##### Dataset #####

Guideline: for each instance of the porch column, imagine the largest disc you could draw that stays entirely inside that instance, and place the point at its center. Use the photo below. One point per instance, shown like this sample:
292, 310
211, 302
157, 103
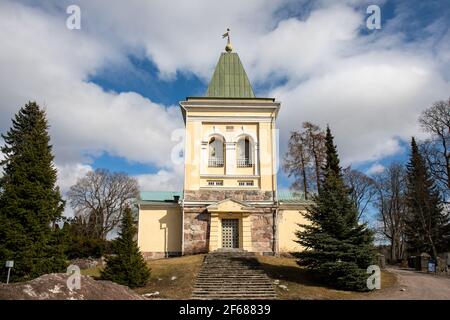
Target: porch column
214, 232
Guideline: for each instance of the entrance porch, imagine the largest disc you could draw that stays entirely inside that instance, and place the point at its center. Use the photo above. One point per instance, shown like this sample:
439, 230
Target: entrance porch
230, 225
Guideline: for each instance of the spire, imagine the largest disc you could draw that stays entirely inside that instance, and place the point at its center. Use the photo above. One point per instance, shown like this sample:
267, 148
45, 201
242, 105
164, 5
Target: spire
229, 79
228, 47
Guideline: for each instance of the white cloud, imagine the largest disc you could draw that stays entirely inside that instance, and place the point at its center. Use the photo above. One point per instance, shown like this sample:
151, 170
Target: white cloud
68, 174
161, 181
370, 89
46, 62
375, 168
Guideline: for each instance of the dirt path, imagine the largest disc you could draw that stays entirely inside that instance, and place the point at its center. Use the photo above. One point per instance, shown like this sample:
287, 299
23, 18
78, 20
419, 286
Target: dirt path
413, 285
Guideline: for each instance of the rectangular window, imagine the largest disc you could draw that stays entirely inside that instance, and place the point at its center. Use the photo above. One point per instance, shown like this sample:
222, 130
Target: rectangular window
245, 183
215, 182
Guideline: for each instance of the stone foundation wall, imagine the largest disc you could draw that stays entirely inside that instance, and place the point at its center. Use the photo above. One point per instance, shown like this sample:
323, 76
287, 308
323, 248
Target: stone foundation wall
218, 195
160, 255
196, 227
262, 231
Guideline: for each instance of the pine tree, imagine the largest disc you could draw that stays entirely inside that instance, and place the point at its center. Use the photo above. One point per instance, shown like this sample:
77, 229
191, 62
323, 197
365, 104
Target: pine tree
127, 266
427, 227
30, 201
338, 248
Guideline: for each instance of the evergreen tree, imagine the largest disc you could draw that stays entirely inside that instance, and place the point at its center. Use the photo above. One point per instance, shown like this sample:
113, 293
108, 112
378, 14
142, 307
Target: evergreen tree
30, 201
127, 266
338, 248
427, 226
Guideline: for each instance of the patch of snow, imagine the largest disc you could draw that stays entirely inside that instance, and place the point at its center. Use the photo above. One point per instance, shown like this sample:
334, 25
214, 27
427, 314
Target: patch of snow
151, 294
29, 291
56, 289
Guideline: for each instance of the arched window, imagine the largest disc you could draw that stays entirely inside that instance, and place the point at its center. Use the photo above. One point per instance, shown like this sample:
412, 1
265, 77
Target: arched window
244, 153
215, 147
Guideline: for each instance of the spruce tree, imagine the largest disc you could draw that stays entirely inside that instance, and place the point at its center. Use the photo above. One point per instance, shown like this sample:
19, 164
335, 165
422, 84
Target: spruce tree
126, 266
427, 226
30, 201
337, 247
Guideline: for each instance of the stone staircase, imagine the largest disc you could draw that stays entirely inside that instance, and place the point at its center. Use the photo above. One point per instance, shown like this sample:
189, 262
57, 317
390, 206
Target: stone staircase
232, 274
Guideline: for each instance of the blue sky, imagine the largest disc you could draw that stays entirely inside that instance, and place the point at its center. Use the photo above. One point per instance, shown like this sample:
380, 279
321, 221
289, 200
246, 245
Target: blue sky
111, 89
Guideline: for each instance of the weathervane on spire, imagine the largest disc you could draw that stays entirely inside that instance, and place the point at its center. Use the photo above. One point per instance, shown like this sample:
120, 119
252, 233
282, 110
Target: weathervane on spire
228, 47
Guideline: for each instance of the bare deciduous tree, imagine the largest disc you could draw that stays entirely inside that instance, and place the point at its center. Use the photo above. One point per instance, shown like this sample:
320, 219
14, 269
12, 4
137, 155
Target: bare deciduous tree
296, 162
315, 141
305, 157
391, 204
100, 198
436, 150
363, 189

#####

- **The task**:
Write down all the entries exactly, but not the pictures they hold.

- **Solution to this problem**:
Guideline: for each instance of the porch column, imagine the largest disc you could draw that stays entirely inside that instance, and place the point at its center. Use the photo below. One point per instance, shown like this sample:
292, 310
211, 302
157, 103
Target: porch column
214, 232
Guideline: for each instance of the entrance porch, imagine the largest disc you could draw that stays entirely inside that instance, and place the point at its center. Use the photo above. One point per instance, shown like this sample:
439, 230
Target: entrance porch
230, 225
Guideline: for each instance of the spire, imagine the largest disc you could draw that stays entirely inside that instance, and place the point at its center. Use the photo above. One point per instance, shown like this sample:
267, 148
45, 201
242, 105
164, 5
Target: spire
229, 79
228, 47
Guideline: for each instance of the white cloud, imagine the largest disc you could draw that stays entirely inside that instance, and place the point at its center. Use the photo above. One point per instance, shown like this sample:
151, 170
Target: white cloud
68, 174
161, 181
370, 89
46, 62
375, 168
Guideline: for each instance of the dirt path, imagine the largest disc you could draw that stays entirely inside that instance, and place the point at its center. Use the photo above. One point per instance, shown like this sample:
287, 299
23, 18
78, 20
419, 286
Target: dirt path
413, 285
Guideline: for each instance of the rectangular window, imagine the largest disc you could draw that stays entirely inside that instance, and place the point at its center. Use the photo above. One point per instance, shown like this sample:
222, 130
Target: rectangular window
245, 183
215, 182
Guideline: for each instance of the stone foundation wall, imagine the largest disc you could draw that stays entirely inside that instance, and place the point at its center. Use the photo above. One point per instance, shown like this sample:
323, 76
287, 308
323, 248
Target: stone foundation wall
218, 195
160, 255
196, 227
262, 231
Guideline: for each instance of the pine tree, imagine the largest disc you could draw that stays entirely inside that instance, and place the point at its center. Use the photo above. One point per instance, shown like this sample:
77, 229
191, 62
323, 197
365, 104
Target: pine tree
127, 266
427, 227
30, 201
338, 248
Guideline: for each instance of the evergreen tree, imagine the largest disc you could draw that stays entirely inside that instance, and place the point at its center. Use the photo above. One point per instance, shown like this sample:
113, 293
108, 112
378, 14
142, 307
Target: evergreen tree
30, 201
127, 266
338, 248
427, 226
Guideline: for each instance of the patch of snow, imagine the largest disc you could draw that stays entirely inside that instance, and place the point at its center. Use the photo above. One point per instance, shown like this sample:
334, 25
214, 27
427, 314
Target: patch of snow
151, 294
29, 291
56, 289
Guideline: for each instance of the arched window, imagine the largest disc you could draw that stays entirely inside that instance, and place the point at its center. Use the photo above. One point per instance, shown like this sample:
412, 1
265, 77
Target: arched window
244, 153
215, 147
Guideline: for each instance of the spruce tree, imagine the largest disc you could draw that stays entirely inside that instance, and place the point at its center. Use the photo above. One point per instance, shown like this sample:
19, 164
335, 165
422, 84
Target: spruce tree
126, 266
427, 226
30, 201
337, 247
Guideline: for each instance of the stone staircase, imagine the largest disc you could draw that stays entirely inside that instance, and place the point at its center. Use the photo above. One point per instance, shown like this sample:
189, 262
57, 317
390, 206
Target: stone staircase
232, 274
Guideline: for each instance of the blue sky, imagine the largest disc you could draw that stays entirely inside that instance, and place the point at its center. Use the photo above. One point per instance, shown like this sample:
380, 279
321, 221
289, 200
246, 245
Target: blue sky
111, 89
Guideline: for each instance of the weathervane on spire, imagine the largest disc you could draw that stays entirely inside that instance, and place the point at its center. Use the photo above. One point per instance, shown like this sample:
120, 119
252, 233
282, 110
Target: weathervane on spire
228, 47
Guideline: for each instance of the bare deciduous tree, imagine the largest disc you could draw that stays entirely inside that instance, and place the point at its center. Use the photo above. One point per instance, shown like this sample:
320, 219
14, 269
12, 4
137, 155
Target: bare deciduous tree
296, 162
315, 141
305, 157
391, 204
100, 198
436, 150
363, 189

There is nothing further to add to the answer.